▶ EXERCISE DETAILS
Can you output the material exactly as written, minus any pictures it holds?

▶ TASK MATERIAL
_ _ _ _ _

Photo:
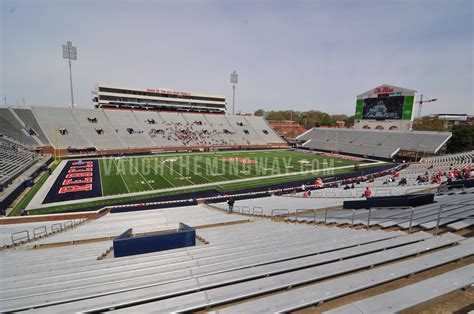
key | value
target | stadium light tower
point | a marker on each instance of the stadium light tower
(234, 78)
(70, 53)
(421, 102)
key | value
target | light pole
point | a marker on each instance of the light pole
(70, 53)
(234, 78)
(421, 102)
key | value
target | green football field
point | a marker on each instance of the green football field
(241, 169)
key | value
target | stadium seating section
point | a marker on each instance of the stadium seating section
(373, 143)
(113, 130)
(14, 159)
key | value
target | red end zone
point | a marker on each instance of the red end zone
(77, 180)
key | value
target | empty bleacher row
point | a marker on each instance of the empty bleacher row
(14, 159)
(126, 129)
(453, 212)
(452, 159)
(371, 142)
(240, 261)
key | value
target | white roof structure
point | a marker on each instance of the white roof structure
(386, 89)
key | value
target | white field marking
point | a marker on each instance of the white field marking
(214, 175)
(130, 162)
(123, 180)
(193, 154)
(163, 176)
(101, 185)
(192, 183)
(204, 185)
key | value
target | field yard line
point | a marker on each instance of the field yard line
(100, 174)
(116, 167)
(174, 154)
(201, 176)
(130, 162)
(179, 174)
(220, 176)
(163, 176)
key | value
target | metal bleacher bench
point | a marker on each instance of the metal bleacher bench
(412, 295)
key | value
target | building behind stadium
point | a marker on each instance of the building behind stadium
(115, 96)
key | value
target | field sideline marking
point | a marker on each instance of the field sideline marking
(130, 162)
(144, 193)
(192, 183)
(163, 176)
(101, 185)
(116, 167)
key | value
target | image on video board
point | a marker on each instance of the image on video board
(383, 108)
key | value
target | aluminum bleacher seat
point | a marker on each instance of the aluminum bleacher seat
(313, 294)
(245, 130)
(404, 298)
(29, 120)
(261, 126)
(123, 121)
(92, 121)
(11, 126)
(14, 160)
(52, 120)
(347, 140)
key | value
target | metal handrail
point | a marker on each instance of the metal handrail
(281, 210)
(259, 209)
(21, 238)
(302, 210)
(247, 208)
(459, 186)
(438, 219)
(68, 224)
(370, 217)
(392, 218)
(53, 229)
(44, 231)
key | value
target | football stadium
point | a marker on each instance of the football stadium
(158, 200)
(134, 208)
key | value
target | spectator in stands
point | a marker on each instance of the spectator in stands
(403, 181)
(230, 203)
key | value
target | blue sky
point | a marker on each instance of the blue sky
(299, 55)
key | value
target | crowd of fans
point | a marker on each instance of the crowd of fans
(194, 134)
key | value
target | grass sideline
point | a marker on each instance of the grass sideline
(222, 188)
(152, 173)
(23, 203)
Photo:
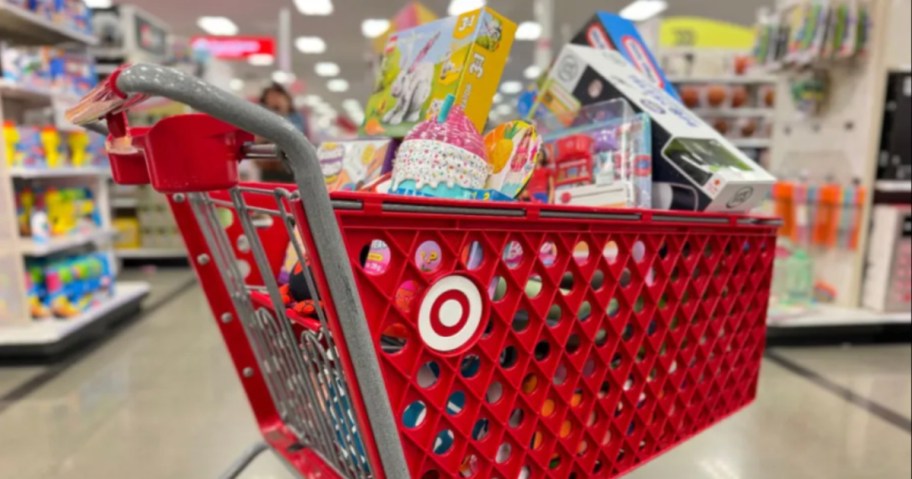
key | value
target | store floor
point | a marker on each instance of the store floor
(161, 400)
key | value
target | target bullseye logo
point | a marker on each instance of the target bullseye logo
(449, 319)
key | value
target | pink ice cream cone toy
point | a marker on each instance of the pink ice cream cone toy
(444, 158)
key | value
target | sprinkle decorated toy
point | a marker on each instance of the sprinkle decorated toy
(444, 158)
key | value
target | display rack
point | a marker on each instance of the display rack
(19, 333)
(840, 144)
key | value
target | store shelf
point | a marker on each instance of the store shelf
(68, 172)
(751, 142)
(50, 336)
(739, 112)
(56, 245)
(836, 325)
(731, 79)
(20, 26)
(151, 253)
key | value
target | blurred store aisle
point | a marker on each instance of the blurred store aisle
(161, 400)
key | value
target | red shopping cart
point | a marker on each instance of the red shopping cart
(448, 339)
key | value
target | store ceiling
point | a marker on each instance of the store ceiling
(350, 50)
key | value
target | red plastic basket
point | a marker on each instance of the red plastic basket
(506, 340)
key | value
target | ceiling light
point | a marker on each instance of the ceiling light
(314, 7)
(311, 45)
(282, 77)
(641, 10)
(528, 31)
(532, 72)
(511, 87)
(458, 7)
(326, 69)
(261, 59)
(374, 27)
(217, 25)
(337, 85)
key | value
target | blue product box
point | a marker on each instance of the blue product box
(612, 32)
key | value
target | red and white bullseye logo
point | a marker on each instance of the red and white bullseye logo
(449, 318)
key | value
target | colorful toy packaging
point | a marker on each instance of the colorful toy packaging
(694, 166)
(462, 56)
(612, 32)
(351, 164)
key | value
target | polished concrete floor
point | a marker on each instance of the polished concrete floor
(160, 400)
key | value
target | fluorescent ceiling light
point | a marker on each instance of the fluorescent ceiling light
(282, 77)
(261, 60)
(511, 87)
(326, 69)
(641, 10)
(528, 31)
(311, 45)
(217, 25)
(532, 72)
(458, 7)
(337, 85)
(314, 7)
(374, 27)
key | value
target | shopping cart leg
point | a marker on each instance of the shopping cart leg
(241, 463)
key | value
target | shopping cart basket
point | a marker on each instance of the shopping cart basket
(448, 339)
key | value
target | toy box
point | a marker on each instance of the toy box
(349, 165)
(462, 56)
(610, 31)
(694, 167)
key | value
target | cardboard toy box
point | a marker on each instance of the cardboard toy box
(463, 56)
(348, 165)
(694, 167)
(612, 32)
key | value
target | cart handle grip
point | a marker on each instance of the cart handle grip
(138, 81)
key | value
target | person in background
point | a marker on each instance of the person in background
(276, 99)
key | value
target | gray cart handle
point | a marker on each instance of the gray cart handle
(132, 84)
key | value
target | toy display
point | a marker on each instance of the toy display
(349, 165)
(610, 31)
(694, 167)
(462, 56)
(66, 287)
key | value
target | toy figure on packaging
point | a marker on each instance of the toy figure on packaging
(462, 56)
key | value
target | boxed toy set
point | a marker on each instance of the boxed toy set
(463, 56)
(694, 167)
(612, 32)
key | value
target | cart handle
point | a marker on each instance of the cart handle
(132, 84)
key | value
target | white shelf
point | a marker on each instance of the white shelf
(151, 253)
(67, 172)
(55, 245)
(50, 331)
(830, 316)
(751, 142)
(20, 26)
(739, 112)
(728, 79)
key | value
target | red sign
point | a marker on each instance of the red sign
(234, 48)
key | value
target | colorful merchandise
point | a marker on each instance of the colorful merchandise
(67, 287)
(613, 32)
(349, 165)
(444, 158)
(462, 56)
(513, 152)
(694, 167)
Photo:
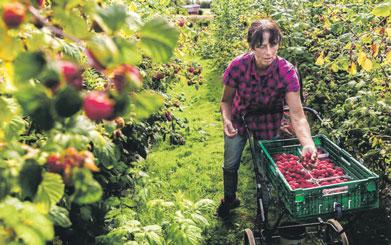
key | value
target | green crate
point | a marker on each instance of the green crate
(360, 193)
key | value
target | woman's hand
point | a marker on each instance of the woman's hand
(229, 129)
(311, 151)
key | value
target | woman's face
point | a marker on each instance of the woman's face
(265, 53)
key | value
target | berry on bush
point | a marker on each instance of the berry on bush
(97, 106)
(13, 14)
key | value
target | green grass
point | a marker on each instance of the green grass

_ _ _ _ _

▶ ANSWER TO THE EXERCISE
Photo:
key | value
target | stadium light tower
point | a marker on each instance of the stadium light tower
(234, 78)
(70, 53)
(421, 102)
key | value
target | light pole
point | a marker on each instance of the light pole
(70, 53)
(234, 78)
(421, 102)
key | value
target | green football field
point | a marker on each instance of the green football field
(241, 169)
key | value
target | stadium seating section
point | a marker on each instance of the stadium seating section
(373, 143)
(113, 130)
(14, 159)
key | value
target | red end zone
point | a marker on each instance of the red end zone
(77, 180)
key | value
target | empty bleacher row
point | a marker on each instance of the empty bleacher row
(14, 159)
(126, 129)
(453, 212)
(452, 159)
(371, 142)
(240, 261)
key | value
target | white roof structure
point | a marker on each instance of the white roof structure
(386, 89)
key | value
target | white field marking
point | a marker on each instance of the white field marking
(214, 175)
(130, 162)
(123, 180)
(193, 154)
(163, 176)
(101, 185)
(192, 183)
(204, 185)
key | value
target | field yard line
point | a marker on each instance of the field yard line
(100, 174)
(116, 167)
(174, 154)
(201, 176)
(130, 162)
(179, 174)
(220, 176)
(163, 176)
key | value
target | metal bleacher bench
point | a marker on each instance of the metal bleacher bench
(412, 295)
key | value
target | building behind stadium
point | a marker on each instance of the building behind stadium
(115, 96)
key | value
target | field sideline marking
point | a marker on each instance of the field sideline marking
(130, 162)
(144, 193)
(192, 183)
(163, 176)
(101, 185)
(116, 167)
key | value
target | image on video board
point | a marker on each instance of the image on video board
(383, 108)
key | value
target | aluminum bleacher seat
point | a marker on each instance of the aluminum bleacher seat
(313, 294)
(245, 130)
(404, 298)
(29, 120)
(261, 126)
(123, 121)
(92, 121)
(11, 126)
(14, 160)
(52, 120)
(347, 140)
key | value
target | metal handrail
point | a marker on each instance of the metal handrail
(281, 210)
(259, 209)
(21, 238)
(302, 210)
(247, 208)
(459, 186)
(438, 219)
(68, 224)
(370, 217)
(392, 218)
(53, 229)
(44, 231)
key | value
target | football stadium
point | a marker on each instance of the football stadium
(158, 200)
(134, 208)
key | value
target | spectator in stands
point | a marker on each instance of the spectator in stands
(403, 181)
(230, 203)
key | value
target | blue sky
point | a marker on each instance of the blue sky
(299, 55)
key | value
target | crowd of fans
point | a marker on each instance of the crowd of fans
(194, 134)
key | value
target | grass sideline
point | a marker on each instance of the grass sideline
(222, 188)
(152, 173)
(23, 203)
Photo:
key | value
target | store floor
point | a marker on each instance of the store floor
(161, 400)
key | value
target | target bullseye logo
point | a marker on each instance of the target bullseye logo
(449, 319)
key | value
target | pink ice cream cone toy
point | a marker on each instance of the pink ice cream cone toy
(444, 158)
key | value
target | sprinkle decorated toy
point | a marker on each instance of the sprinkle decorated toy
(444, 158)
key | value
target | display rack
point | a marker on each instance of the display rack
(19, 333)
(840, 144)
key | value
target | store shelf
point | a marker on each instance of the store shelf
(68, 172)
(751, 142)
(50, 336)
(739, 112)
(56, 245)
(836, 325)
(731, 79)
(20, 26)
(151, 253)
key | value
target | blurred store aisle
point | a marker on each instance of the blurred store aisle
(161, 400)
key | value
target | red shopping cart
point | a marker on each instance of the red shopping cart
(448, 339)
key | value
target | store ceiling
point | a marker on each instance of the store ceiling
(350, 50)
key | value
target | red plastic basket
point | a marker on each instance of the red plastic basket
(506, 340)
key | value
target | ceiling light
point | a marker on each instance of the ceiling light
(314, 7)
(311, 45)
(282, 77)
(641, 10)
(528, 31)
(532, 72)
(511, 87)
(458, 7)
(326, 69)
(261, 59)
(374, 27)
(217, 25)
(337, 85)
key | value
target | blue product box
point | a marker on each instance of the blue product box
(612, 32)
key | value
target | red and white bullseye logo
point | a marker on each instance of the red and white bullseye logo
(449, 318)
key | value
target | colorful toy packaging
point | a marker on each instance of the colorful toy packaging
(694, 166)
(462, 56)
(612, 32)
(351, 164)
key | value
target | polished concrete floor
point | a marker on each instance of the polished concrete floor
(160, 400)
key | value
target | fluorescent ceiling light
point | a marker on each instance of the fluorescent ceiling light
(282, 77)
(261, 60)
(511, 87)
(326, 69)
(641, 10)
(528, 31)
(311, 45)
(217, 25)
(532, 72)
(458, 7)
(337, 85)
(314, 7)
(374, 27)
key | value
target | shopping cart leg
point | a marker on each instance of the shopping cart leg
(241, 463)
key | value
target | shopping cart basket
point | a marker on each instance of the shopping cart basket
(448, 339)
key | value
target | toy box
point | a marker on each instance of the toy box
(349, 165)
(462, 56)
(610, 31)
(694, 167)
key | value
target | cardboard toy box
point | a marker on each instance of the cardboard toy box
(463, 56)
(348, 165)
(694, 167)
(612, 32)
key | value
target | cart handle grip
point | a marker on each instance of the cart handle grip
(138, 81)
key | value
target | person in background
point | a marker on each instance of the person in background
(276, 99)
key | value
target | gray cart handle
point | a marker on each instance of the gray cart handle
(132, 84)
key | value
target | toy display
point | a marker on each instance of the toy display
(349, 165)
(610, 31)
(694, 167)
(462, 56)
(66, 287)
key | value
target | toy figure on packaging
point | a marker on each instance of the toy figure on packaging
(462, 56)
key | value
target | boxed toy set
point | a marker on each instance of the boxed toy set
(463, 56)
(694, 167)
(612, 32)
key | value
target | cart handle
point | a marker on each instance of the cart handle
(132, 84)
key | value
target | white shelf
point | a marker on each instance of the white shelf
(151, 253)
(67, 172)
(55, 245)
(50, 331)
(830, 316)
(751, 142)
(20, 26)
(739, 112)
(728, 79)
key | value
target | red sign
point | a marker on each instance of the red sign
(234, 48)
key | value
target | colorful merchandise
point | a marker on each instance of the colorful merchandise
(67, 287)
(613, 32)
(349, 165)
(444, 158)
(462, 56)
(513, 152)
(694, 167)
Photo:
key | value
target | green crate
point | a marker on each instance of the green crate
(360, 193)
key | value
target | woman's hand
point | a marker on each instance of the woman's hand
(229, 129)
(311, 151)
key | value
target | woman's face
point | a marker on each instance of the woman's face
(265, 53)
key | value
target | berry on bush
point | a marker on each instance of the berry on bush
(97, 106)
(13, 14)
key | value
target | green grass
point | a marker on each instance of the green grass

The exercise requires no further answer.